Start of Working data
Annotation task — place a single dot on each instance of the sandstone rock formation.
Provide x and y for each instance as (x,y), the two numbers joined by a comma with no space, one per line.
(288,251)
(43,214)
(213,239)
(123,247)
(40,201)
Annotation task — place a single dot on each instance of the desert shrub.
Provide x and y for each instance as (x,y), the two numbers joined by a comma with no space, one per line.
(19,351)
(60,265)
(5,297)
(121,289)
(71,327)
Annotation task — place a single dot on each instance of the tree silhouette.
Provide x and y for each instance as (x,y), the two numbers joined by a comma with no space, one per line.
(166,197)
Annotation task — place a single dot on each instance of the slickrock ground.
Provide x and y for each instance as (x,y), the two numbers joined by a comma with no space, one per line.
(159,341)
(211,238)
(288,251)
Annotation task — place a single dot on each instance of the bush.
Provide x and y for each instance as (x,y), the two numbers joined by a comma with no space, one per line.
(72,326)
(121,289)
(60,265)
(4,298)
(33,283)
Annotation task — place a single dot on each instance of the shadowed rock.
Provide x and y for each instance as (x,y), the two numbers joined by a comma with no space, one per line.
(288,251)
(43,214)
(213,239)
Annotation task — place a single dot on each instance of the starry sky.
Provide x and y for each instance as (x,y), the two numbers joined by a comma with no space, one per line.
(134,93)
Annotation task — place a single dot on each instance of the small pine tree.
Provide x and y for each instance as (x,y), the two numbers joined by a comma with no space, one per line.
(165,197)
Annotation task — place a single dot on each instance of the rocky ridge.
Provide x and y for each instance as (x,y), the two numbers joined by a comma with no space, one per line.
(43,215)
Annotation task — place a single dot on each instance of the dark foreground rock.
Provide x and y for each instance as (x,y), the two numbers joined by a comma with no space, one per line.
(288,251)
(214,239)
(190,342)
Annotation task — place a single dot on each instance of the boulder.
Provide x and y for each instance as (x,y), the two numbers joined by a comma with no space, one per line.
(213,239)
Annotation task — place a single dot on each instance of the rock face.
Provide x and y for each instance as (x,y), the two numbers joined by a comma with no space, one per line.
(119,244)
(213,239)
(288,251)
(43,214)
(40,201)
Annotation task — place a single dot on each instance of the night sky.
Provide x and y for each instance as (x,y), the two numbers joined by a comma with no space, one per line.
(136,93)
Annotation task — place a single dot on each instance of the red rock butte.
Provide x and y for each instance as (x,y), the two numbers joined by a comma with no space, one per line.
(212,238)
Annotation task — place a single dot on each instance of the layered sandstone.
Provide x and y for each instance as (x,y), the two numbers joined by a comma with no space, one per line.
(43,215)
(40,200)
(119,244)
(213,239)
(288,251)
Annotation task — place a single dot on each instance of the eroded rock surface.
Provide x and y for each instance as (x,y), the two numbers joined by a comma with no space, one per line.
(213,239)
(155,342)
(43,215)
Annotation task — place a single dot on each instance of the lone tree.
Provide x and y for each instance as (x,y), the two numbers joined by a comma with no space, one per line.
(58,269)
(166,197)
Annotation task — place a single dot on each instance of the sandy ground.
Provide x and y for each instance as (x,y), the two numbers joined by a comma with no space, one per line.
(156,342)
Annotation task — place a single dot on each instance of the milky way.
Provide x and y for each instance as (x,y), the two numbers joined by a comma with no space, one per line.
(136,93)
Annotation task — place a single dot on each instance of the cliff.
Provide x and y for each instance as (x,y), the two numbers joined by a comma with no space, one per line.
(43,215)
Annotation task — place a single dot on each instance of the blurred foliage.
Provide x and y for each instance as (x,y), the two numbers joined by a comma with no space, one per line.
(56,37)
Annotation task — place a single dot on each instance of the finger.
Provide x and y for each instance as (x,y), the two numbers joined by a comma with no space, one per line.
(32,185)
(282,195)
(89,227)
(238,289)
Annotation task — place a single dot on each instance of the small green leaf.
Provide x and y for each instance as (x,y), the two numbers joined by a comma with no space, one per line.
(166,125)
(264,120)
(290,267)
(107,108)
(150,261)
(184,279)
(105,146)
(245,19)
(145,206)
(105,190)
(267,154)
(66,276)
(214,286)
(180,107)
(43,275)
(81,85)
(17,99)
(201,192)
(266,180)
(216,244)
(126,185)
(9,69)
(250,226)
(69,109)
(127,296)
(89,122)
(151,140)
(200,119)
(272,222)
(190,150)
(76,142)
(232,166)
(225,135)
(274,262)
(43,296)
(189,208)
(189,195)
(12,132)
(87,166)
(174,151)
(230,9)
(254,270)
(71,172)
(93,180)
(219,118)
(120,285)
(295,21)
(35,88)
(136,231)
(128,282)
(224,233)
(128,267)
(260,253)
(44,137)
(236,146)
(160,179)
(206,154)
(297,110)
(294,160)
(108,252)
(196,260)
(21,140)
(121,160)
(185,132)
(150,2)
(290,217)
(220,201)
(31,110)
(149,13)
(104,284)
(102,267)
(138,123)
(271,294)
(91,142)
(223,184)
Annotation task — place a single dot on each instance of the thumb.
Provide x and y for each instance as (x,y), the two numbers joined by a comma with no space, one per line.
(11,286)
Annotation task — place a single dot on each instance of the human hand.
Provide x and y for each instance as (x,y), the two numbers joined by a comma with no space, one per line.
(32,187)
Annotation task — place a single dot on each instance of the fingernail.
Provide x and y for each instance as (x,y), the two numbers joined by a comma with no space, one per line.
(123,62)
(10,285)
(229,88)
End of Working data
Copy out every record above once more, precisely as written.

Annotation task — place a single dot on each instance of the sandstone rock formation.
Provide x and y for each instance as (x,y), the two numbers joined by a comma with no space, one per line.
(288,251)
(43,214)
(213,239)
(123,247)
(40,201)
Annotation task — place a single dot on each instance of the desert shrub.
Provide x and y for each instance as (x,y), the two numbers joined by a comma with no space, one per line.
(19,351)
(60,265)
(5,297)
(121,289)
(71,327)
Annotation task — place a single dot on each instance of the tree silhouette.
Provide x and y for each instance as (x,y), the two numbers joined by a comma with no space, one per line.
(166,197)
Annotation task — place a single dot on each instance of the slickrock ground.
Provide x and y for each instance as (x,y), the two numbers joined by a comma with no space, one per line.
(159,341)
(211,238)
(288,251)
Annotation task — place a single dot on each instance of the bush.
Provide x and y for each instance as (x,y), the two numbers joined by a comma with no space, one per line.
(72,326)
(121,289)
(60,265)
(4,298)
(33,283)
Annotation task — place a single dot on each instance of the shadowed rock.
Provide x and y for each instance as (x,y), the two numbers joined by a comma with no space, one per line.
(288,251)
(43,214)
(213,239)
Annotation task — place a single dot on each instance of the starry sky.
Provide x and y for each instance as (x,y), the two numbers joined by a comma with no space, one per line.
(134,93)
Annotation task — place a single dot on each instance of the small pine tree.
Provide x and y for each instance as (x,y), the two numbers joined by a comma with no space, one per line.
(165,197)
Annotation task — place a single dot on each instance of the rocky ridge.
Provide x and y for each instance as (x,y), the two numbers joined by a comma with no space, one per line.
(43,215)
Annotation task — place a single dot on each instance of the dark foreground rock.
Provide x and y for each instance as (x,y), the two numbers joined by a comma with no space, one per line.
(288,251)
(214,239)
(190,342)
Annotation task — place a single dot on each instance of the boulder.
Provide x and y for each instance as (x,y), the two numbers joined by a comma with no space, one per line.
(213,239)
Annotation task — place a single dot on each instance of the rock face.
Provide x and y for each instance as (x,y), the two numbers joined by a comma with no space, one per line.
(119,244)
(213,239)
(288,251)
(43,214)
(40,201)
Annotation task — place a single dot on each instance of the night sky.
Provide x and y for each instance as (x,y), the two numbers joined by a comma with no space, one per line.
(136,93)
Annotation task — place a single dot on each instance of the red rock butte.
Provide x and y for each instance as (x,y), the two numbers joined by a comma with no space, one per line.
(212,238)
Annotation task — place a single dot on each instance of the layered sandstone.
Provide x and y for each instance as (x,y), the two numbers joined by a comma with no space, one per line.
(43,215)
(40,200)
(119,244)
(213,239)
(288,251)
Annotation task — place a single dot on each instance of the eroded rock surface.
Provide x and y for each instance as (x,y), the two numbers joined by a comma with no space, one per line.
(213,239)
(155,342)
(43,215)
Annotation task — place a single dot on each instance of the lone tree.
Provide x and y for each instance as (x,y), the two numbers joined by a comma with no space, one per line.
(58,269)
(166,197)
Annotation task — place a single dot on each instance of the sandy ground.
Provide x and y for each instance as (x,y), the two numbers joined by a comma with no space, one per line.
(156,342)
Annotation task — place a single dot on each instance of the milky way.
Provide x and y for each instance as (x,y), the two numbers joined by a comma with no space, one per line.
(136,93)
Annotation task — place a single dot on each instance of the cliff.
Provide x and y for each instance as (x,y), the two numbers joined by a comma with no space, one per line.
(43,215)
Annotation task — place a single dot on each instance of the blurred foliage.
Provide x and y for each instance as (x,y), the two numbers joined by a comma with no space, one per line.
(56,37)
Annotation task — place a single dot on each instance of the finger.
Provide x and y for each instance as (x,y), the two numbers joined by a comma with no space, one per line.
(32,185)
(282,195)
(89,227)
(238,289)
Annotation task — place a single dot on each instance of the small green leaf.
Provide x and y for each instance as (x,y), the two numbers joined by a comma with no space, one per line.
(166,125)
(264,120)
(290,267)
(107,108)
(150,261)
(184,279)
(105,146)
(245,19)
(145,206)
(105,190)
(267,154)
(66,276)
(214,286)
(180,107)
(43,275)
(81,85)
(17,99)
(201,192)
(266,180)
(216,244)
(126,185)
(9,69)
(250,226)
(69,109)
(127,296)
(89,122)
(151,140)
(200,119)
(272,222)
(190,150)
(76,142)
(232,166)
(225,135)
(274,262)
(43,296)
(189,208)
(189,195)
(12,132)
(87,166)
(174,151)
(230,9)
(254,270)
(71,172)
(93,180)
(219,118)
(120,285)
(295,21)
(35,88)
(136,231)
(128,282)
(224,233)
(128,267)
(260,253)
(44,137)
(236,146)
(160,179)
(206,154)
(297,110)
(294,160)
(108,252)
(196,260)
(21,140)
(121,160)
(185,132)
(150,2)
(290,217)
(220,201)
(31,110)
(149,13)
(104,284)
(102,267)
(138,123)
(271,294)
(91,142)
(223,184)
Annotation task — place a single dot on each instance of the thumb.
Provide x and y for each instance as (x,y), the two numbers joined by a comma with no space, one per line.
(11,286)
Annotation task — place a single dot on each instance of the human hand.
Provide x and y for each instance as (x,y), the two numbers joined by a comma with no space, one per line.
(32,187)
Annotation task — place a single dot on each instance of the fingernail.
Provide x and y for each instance as (x,y), the two numbers joined by a comma with no space, one per line.
(123,62)
(10,285)
(229,88)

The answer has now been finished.